(Provided text)
I want to preface this by saying that as I was a foreigner in China, I really did appreciate the lengths that the Chinese people go to explain things in English. They didn’t need to. I’m sure that there are examples of written Chinese in the New York Metro System that are as pretty much “off the mark” as these excerpts.

At the foot of the escalator, near our hotel at People’s Square in Shanghai.
“Do not pop out the head or other part of the body.” Seems pretty logical, right? I mean you don’t want to be popping off parts.

This one over a recycling bin at Shanghai’s Hongqiao Railway Station:
“Let’s protect the earth with Hongqiao Railway Station.” I mean you know what it is trying to say – context is everything.

This one at the Maglev:
“Stay within the caution line. Striding over the safety line forbidden.” Very specific.

At the hotel:
“Dear Ladies/Gentlemen, Welcome to Shanghai. Please never follow any stranger to the bar, tea house, KTV and massage parlor for consumption so as to have a happy holiday in Shanghai and to protect yourself from financial loss or physical injury. We wish you all the best.”

(Problem statement)
Carry on the piece about English signs seen in Shanghai, picking up right after its last sentence. The entries play no part in this.

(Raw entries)
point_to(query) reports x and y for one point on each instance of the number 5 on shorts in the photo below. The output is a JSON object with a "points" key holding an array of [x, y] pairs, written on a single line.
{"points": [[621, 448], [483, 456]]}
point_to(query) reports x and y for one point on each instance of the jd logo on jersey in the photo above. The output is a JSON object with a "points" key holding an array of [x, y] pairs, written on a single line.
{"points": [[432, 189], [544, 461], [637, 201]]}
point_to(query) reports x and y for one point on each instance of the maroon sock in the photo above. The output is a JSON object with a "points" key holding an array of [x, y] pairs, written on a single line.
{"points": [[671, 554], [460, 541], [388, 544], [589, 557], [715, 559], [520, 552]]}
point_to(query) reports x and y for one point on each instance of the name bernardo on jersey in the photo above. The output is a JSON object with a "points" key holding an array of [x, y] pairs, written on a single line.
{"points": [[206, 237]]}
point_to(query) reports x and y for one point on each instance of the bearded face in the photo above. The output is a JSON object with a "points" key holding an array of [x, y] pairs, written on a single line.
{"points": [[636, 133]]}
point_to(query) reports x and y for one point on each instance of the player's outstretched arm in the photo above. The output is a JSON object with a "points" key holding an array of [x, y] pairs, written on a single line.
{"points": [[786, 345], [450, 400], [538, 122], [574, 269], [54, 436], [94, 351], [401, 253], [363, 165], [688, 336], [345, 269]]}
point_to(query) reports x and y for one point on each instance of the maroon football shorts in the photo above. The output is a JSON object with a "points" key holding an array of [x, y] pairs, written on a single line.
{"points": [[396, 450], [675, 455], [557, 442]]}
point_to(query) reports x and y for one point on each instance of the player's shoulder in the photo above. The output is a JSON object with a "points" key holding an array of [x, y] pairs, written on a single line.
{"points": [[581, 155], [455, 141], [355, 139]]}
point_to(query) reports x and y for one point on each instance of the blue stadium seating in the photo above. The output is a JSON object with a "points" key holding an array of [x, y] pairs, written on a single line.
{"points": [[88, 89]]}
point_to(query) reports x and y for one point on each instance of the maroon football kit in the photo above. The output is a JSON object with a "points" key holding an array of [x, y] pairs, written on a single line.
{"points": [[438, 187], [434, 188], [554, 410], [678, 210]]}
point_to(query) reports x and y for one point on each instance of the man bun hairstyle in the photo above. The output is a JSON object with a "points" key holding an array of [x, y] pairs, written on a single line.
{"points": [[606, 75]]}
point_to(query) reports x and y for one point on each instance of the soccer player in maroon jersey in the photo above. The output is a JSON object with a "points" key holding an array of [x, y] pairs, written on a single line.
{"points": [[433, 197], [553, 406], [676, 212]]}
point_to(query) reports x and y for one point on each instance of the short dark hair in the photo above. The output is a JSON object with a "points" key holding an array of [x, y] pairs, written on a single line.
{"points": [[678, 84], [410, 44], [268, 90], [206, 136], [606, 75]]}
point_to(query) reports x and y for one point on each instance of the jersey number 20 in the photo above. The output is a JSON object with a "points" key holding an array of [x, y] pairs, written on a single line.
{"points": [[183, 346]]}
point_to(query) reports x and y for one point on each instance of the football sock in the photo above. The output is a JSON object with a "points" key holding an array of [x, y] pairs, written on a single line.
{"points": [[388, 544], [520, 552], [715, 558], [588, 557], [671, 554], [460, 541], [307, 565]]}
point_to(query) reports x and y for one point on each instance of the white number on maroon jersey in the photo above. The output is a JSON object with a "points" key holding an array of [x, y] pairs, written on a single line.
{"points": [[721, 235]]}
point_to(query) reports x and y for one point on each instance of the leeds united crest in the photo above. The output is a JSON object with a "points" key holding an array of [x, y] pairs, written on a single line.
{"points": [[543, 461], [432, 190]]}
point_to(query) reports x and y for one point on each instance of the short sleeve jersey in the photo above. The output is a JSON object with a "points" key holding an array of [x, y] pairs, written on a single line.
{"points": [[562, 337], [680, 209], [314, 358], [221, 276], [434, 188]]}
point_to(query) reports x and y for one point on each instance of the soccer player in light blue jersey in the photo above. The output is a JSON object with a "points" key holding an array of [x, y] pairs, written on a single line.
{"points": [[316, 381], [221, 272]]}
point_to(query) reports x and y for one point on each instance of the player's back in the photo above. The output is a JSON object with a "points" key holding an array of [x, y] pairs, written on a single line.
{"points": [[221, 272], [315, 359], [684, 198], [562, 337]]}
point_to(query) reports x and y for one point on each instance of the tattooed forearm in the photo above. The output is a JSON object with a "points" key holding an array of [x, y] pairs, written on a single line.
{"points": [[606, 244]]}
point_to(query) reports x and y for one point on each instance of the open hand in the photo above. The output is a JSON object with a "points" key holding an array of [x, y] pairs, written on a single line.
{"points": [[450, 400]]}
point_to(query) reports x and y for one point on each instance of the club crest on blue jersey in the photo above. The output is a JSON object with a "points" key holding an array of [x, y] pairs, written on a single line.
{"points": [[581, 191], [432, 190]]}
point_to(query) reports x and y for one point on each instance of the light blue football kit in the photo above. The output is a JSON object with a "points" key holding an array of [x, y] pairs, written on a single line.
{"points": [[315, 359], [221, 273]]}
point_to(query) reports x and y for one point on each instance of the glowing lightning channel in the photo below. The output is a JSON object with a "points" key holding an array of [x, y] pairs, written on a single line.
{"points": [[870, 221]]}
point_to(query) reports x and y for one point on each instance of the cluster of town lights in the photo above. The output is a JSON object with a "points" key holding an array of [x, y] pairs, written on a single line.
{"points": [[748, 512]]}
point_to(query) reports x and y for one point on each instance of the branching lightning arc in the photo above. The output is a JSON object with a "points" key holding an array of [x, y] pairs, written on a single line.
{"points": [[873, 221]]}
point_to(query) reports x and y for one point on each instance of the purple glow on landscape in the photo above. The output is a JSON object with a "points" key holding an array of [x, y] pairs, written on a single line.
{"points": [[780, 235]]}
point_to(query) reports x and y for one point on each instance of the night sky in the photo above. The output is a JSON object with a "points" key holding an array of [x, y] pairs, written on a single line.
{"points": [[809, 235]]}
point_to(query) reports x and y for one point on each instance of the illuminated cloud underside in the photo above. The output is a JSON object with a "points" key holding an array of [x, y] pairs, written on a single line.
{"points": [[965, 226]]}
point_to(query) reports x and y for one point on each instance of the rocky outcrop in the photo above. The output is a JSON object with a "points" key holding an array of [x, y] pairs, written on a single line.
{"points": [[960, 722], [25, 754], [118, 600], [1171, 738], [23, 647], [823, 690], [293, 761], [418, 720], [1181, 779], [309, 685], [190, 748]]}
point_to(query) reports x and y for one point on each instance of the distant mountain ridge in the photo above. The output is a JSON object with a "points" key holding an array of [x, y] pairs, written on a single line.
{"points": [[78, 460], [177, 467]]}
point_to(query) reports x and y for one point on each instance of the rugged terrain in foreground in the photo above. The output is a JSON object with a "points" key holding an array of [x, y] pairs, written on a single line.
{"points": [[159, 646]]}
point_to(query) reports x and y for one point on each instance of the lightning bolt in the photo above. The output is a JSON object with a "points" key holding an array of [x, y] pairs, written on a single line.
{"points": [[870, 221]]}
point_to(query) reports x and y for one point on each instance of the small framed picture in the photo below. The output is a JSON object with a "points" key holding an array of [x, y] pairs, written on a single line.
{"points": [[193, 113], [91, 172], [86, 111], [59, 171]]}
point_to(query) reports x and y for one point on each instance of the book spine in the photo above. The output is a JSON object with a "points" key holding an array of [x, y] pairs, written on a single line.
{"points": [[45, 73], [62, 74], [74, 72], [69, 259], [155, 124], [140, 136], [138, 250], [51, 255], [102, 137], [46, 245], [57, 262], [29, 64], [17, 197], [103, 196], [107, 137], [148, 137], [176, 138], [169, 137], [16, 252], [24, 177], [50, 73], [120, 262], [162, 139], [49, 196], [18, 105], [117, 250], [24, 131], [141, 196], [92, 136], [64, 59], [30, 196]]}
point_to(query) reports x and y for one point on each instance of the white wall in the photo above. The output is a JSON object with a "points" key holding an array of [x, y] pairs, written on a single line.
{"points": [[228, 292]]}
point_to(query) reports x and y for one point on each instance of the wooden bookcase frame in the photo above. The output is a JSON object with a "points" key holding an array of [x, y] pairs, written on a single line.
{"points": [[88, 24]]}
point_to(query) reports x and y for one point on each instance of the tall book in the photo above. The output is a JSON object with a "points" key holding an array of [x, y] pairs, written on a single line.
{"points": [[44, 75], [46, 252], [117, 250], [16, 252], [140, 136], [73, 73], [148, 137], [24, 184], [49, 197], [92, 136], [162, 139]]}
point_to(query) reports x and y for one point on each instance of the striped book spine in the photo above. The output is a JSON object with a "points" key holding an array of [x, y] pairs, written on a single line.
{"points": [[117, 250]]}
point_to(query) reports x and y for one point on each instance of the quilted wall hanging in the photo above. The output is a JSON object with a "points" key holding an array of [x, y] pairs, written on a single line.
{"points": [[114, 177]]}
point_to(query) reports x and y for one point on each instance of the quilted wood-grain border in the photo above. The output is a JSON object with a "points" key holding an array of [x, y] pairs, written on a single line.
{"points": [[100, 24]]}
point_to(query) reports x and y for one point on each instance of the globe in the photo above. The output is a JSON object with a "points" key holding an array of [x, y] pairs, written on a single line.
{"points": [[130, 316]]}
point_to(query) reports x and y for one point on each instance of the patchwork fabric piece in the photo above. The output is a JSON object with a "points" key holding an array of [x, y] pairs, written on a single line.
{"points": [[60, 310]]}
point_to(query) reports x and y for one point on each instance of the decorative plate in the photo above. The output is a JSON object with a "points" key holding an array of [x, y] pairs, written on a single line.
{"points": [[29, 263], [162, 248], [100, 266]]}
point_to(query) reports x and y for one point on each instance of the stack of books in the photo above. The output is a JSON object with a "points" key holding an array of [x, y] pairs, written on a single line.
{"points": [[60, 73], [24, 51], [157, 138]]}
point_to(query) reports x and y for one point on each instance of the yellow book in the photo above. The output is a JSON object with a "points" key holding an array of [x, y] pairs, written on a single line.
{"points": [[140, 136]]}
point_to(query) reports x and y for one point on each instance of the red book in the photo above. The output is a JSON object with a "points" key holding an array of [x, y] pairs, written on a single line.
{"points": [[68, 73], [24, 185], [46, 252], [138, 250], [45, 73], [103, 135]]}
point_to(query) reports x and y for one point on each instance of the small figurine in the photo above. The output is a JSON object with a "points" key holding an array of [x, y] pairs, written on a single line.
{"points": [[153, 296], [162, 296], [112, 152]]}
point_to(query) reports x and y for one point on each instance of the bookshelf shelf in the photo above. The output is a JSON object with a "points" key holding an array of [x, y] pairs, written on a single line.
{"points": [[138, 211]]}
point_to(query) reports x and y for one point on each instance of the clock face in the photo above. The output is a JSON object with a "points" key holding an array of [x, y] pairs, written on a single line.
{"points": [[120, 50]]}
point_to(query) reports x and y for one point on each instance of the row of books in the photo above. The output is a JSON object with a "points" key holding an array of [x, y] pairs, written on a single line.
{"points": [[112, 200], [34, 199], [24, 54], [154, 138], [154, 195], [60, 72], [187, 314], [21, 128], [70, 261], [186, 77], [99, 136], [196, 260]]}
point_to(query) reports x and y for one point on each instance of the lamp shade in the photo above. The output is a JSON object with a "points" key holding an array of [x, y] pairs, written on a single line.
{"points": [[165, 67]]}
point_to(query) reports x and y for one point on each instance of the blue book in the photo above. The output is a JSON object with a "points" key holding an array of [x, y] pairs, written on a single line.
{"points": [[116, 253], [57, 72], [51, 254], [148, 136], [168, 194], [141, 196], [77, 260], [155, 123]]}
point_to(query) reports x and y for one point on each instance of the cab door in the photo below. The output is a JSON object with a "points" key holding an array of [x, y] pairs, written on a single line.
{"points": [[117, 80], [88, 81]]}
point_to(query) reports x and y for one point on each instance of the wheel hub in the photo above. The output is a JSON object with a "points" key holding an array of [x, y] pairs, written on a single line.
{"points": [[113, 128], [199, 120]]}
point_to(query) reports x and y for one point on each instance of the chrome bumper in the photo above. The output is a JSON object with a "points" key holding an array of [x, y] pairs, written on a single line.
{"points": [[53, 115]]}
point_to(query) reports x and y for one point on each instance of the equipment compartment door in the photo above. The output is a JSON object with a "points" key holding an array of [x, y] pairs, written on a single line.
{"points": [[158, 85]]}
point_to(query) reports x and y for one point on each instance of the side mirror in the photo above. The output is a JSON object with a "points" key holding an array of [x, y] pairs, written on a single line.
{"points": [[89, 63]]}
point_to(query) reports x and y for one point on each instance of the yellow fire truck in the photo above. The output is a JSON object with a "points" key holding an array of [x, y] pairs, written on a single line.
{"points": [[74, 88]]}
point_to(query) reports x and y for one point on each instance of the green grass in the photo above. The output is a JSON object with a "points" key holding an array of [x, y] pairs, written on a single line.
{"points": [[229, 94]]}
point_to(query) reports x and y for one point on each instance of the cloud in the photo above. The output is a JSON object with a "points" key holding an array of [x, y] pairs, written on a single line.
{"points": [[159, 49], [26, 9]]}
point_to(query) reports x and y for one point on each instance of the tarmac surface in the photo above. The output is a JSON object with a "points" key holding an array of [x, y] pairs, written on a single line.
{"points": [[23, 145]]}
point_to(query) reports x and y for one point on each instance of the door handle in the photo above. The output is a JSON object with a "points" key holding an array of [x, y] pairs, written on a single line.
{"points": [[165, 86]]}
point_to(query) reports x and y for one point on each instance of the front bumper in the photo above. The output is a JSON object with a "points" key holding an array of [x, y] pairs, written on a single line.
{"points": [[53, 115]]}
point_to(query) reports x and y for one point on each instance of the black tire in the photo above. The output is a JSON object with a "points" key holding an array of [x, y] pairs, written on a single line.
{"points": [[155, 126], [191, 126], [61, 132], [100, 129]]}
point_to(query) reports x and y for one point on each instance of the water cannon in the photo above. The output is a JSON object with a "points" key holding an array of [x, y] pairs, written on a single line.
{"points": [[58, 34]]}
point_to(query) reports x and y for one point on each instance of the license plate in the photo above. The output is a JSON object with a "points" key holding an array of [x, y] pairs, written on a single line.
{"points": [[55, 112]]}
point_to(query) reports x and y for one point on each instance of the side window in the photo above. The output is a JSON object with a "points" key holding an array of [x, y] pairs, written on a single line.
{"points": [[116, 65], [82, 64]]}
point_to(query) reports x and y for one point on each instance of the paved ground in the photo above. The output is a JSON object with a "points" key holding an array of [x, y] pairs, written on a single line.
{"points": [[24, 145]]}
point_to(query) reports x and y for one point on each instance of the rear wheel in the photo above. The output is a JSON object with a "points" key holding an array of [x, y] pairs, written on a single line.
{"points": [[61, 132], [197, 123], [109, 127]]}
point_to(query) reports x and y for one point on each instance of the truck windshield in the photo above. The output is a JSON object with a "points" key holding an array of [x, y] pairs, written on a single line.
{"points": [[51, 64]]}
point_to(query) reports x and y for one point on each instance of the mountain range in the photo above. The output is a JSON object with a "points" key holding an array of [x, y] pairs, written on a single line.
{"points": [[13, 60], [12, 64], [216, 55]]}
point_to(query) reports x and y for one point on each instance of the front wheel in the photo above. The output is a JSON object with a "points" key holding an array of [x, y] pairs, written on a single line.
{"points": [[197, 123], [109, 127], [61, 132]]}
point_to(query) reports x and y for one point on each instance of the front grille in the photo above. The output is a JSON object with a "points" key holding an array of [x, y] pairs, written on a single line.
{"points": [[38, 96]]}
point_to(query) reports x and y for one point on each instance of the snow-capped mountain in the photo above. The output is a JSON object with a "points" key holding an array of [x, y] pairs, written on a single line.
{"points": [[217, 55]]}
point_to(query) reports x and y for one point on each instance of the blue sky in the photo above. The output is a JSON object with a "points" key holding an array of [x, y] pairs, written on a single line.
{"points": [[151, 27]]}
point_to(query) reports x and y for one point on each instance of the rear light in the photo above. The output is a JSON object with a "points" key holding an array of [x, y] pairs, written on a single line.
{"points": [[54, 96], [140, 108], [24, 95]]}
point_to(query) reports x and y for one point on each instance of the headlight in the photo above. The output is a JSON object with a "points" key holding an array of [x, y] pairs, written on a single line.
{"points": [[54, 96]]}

(Reply)
So, I get that you aren’t supposed to go to such places, but the following a stranger thing required some thinking about. I guess it means strangers coming up to you and saying “Hey, you wanna go to this bar?- you’ll have fun!” Nod and a wink, etc etc. KTV, if you don’t know, is Karaoke TV. According to the internets, there are two flavors of KTV – the family-friendly version and another one. The family version is where you and your friends, or family, rent a KTV room and sing karaoke. The non-family version involves not only your friends but also pre-paid guests, to sing karaoke.

This one spotted outside the Sightseeing Tunnel at the Bund in Shanghai under the heading of ‘tourist etiquette rules.’
“To keep a clean environment, do not spit phlegm or chewing gum onto the ground.”
“To pay attention to courtesy, be dressed appropriately, and do not go barebacked in public areas.”
“To give priority to the disabled or the old, and to give courtesy to ladies, do not speak foul language.”
“To promote healthy entertainment. To resist feudal or superstitious activities, and say “no” to pornography, indecency, gambling or drugs.”

What are feudal or superstitious activities? What did someone do that required a sign?